(YOUR INSTRUCTIONS): Print the entire listing. Each line must match the original exactly.
---- DATA SECTION
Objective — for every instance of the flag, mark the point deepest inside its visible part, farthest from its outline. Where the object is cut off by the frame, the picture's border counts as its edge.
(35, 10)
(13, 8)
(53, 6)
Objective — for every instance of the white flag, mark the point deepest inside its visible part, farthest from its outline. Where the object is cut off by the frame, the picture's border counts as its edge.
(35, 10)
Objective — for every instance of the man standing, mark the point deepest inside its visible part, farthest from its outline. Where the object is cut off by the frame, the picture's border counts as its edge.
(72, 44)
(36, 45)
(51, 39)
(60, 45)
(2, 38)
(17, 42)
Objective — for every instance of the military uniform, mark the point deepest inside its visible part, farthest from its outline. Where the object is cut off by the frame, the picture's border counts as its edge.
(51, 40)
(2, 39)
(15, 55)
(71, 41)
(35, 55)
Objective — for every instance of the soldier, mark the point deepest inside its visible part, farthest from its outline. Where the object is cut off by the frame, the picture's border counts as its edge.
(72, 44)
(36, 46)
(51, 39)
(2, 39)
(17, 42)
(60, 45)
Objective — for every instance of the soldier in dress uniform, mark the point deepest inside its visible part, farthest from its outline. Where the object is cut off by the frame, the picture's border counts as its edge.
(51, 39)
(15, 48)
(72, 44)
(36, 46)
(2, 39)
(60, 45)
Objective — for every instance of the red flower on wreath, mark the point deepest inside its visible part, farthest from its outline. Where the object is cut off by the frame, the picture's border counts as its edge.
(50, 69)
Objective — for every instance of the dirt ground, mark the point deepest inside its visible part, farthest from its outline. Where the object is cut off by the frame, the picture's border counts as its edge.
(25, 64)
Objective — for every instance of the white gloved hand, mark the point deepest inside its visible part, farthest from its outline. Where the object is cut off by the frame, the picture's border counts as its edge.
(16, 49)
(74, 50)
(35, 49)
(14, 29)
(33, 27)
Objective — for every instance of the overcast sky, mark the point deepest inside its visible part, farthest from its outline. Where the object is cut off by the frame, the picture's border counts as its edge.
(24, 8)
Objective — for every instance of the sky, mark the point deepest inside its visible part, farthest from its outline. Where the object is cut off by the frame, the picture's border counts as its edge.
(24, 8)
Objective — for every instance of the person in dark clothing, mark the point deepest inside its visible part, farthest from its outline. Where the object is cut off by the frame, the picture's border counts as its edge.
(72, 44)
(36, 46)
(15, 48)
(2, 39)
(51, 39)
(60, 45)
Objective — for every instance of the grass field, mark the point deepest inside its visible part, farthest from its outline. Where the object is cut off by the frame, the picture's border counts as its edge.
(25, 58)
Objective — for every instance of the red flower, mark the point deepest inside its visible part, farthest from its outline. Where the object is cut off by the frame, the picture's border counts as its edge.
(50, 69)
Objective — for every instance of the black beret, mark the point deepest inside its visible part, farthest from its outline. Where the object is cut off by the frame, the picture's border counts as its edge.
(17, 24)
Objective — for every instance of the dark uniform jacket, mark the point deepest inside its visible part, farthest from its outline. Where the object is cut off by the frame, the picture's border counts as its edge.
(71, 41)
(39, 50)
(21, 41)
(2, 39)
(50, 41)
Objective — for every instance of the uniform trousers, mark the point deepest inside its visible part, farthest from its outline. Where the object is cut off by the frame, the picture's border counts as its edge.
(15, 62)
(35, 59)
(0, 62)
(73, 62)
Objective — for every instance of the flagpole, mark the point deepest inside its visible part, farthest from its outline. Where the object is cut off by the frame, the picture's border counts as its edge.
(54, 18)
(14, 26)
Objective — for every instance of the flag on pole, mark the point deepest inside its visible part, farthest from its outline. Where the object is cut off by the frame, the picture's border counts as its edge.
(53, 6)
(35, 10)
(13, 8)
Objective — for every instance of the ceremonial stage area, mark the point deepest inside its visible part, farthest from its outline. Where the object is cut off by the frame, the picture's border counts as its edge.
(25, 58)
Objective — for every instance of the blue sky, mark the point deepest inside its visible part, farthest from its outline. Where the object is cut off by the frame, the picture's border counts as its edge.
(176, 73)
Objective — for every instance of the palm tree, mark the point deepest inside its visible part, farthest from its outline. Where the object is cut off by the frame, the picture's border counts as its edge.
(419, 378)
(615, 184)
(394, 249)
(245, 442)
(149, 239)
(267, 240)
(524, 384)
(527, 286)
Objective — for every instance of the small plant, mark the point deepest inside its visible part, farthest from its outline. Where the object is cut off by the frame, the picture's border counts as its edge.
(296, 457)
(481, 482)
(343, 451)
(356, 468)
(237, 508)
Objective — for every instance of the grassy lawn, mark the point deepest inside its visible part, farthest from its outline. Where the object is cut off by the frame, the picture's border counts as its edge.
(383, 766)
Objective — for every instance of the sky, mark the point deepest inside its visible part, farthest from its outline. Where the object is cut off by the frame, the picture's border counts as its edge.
--------
(ANSWER):
Objective — for every instance of the flag, mark the point deepest inside its visible part, farthest from its outline. Where the object is cut off by the frame, the picture's border counts as its edge.
(35, 10)
(13, 8)
(53, 6)
Objective — for every instance of the white flag, mark the point deepest inside its visible part, farthest from its outline. Where the object is cut off by the frame, the picture's border counts as its edge.
(35, 10)
Objective — for every instance of the man standing, mark the point deepest inside its visible part, farthest from its outline. Where the object is cut off by the frame, the picture's border counts as its edge.
(72, 44)
(36, 45)
(51, 39)
(60, 45)
(2, 38)
(17, 42)
Objective — for every instance of the military uniform, mark the point deepest inside its visible part, farthest from its outline. Where the object is cut off by the frame, the picture's border counts as its edge.
(51, 40)
(2, 39)
(15, 55)
(71, 41)
(35, 55)
Objective — for every instance of the soldier, mark the point deepest inside its visible part, farthest from its outline. Where the object is cut off by the frame, the picture's border counts as its edge.
(72, 44)
(36, 46)
(51, 39)
(2, 39)
(17, 42)
(60, 45)
Objective — for every instance of the soldier in dress uniform, mark the point deepest inside its visible part, farthest from its outline. Where the object is cut off by the frame, the picture's border counts as its edge.
(51, 39)
(15, 48)
(72, 44)
(36, 46)
(2, 39)
(60, 45)
Objective — for every instance of the red flower on wreath, mark the point deepest inside its visible part, farthest from its outline. Where the object is cut off by the frame, the picture's border counts as its edge.
(50, 69)
Objective — for every instance of the dirt ground, mark the point deepest inside its visible part, farthest from its outline. Where the object is cut off by the frame, the picture's border counts as its edge.
(25, 64)
Objective — for every instance of the white gloved hand, mark the point deepest inside its visible part, farthest from its outline. Where the object is cut off by the frame, the picture's border counts as its edge.
(16, 49)
(74, 50)
(35, 49)
(14, 29)
(33, 27)
Objective — for every instance of the overcast sky, mark the point deepest inside its visible part, farthest from its outline. Where the object is cut off by the frame, the picture's border counts as its edge.
(24, 8)
Objective — for every instance of the sky, mark the point deepest inside its visible part, farthest from its outline. Where the object is cut off by the frame, the picture's border counts as its edge.
(24, 8)
Objective — for every instance of the person in dark clothing, mark the point deepest inside its visible part, farthest from its outline. Where the object is cut off by the frame, the picture's border counts as its edge.
(72, 44)
(36, 46)
(15, 48)
(2, 39)
(51, 39)
(60, 45)
Objective — for every instance of the grass field, mark the point deepest inside its visible part, farthest from its outline. Where the object is cut off by the frame, the picture's border counts as its edge.
(25, 58)
Objective — for every instance of the red flower, mark the point deepest inside its visible part, farthest from its outline. Where the object is cut off by the frame, the picture's border counts as its edge.
(50, 69)
Objective — for every instance of the black beret, mark the point deepest inside its visible part, farthest from its outline. Where the object is cut off by the frame, the picture's border counts as its edge.
(17, 24)
Objective — for every instance of the dark uniform jacket, mark the point deepest inside its visible part, farthest from its outline. Where the object is cut off by the frame, the picture's border counts as its edge.
(71, 41)
(39, 50)
(21, 41)
(2, 39)
(50, 41)
Objective — for every instance of the uniform trousers, mark the point deepest inside its visible part, farthest from its outline. Where the object is cut off by the frame, the picture's border counts as its edge.
(15, 62)
(35, 59)
(0, 62)
(73, 62)
Objective — for every instance of the flagpole, mark the point deepest inside its visible part, farthest from its outline. Where the object is cut off by the frame, the picture's border counts as its edge.
(54, 18)
(14, 26)
Objective — for every instance of the flag on pole, mark the point deepest inside its visible part, farthest from its outline. Where the object is cut off by the frame, the picture's border counts as its edge.
(53, 6)
(35, 10)
(13, 8)
Objective — for every instance of the ceremonial stage area, mark the point deepest inside its visible part, farthest from its outline. Where the object is cut off by the frame, the picture's border counts as its edge.
(25, 58)
Objective — for every instance of the blue sky, mark the point deepest inside its visible part, farthest from its outline. Where the object is cut off by the frame, the picture's border counts as its edge.
(176, 73)
Objective — for every instance of the palm tree, mark the point deepest inside its visible part, farthest from its outline. Where the object is cut off by the frame, the picture's border counts as its edge.
(419, 378)
(615, 184)
(394, 249)
(245, 442)
(149, 239)
(267, 240)
(524, 384)
(527, 286)
Objective — for every instance of the small plant, mark the point deepest inside its visible part, farthest from its outline. Where the object is cut off by the frame, the picture's border counts as its edge.
(296, 457)
(481, 482)
(343, 451)
(356, 468)
(237, 508)
Objective — for every instance of the grassy lawn, mark the point deepest inside its visible part, farthest from its outline. Where the object is cut off by the frame, the picture's border counts as its edge.
(383, 766)
Objective — for every instance of the sky, mark the point deepest inside its visible part, farthest from its outline. Where the object is cut off by the frame, the picture's border counts as its edge.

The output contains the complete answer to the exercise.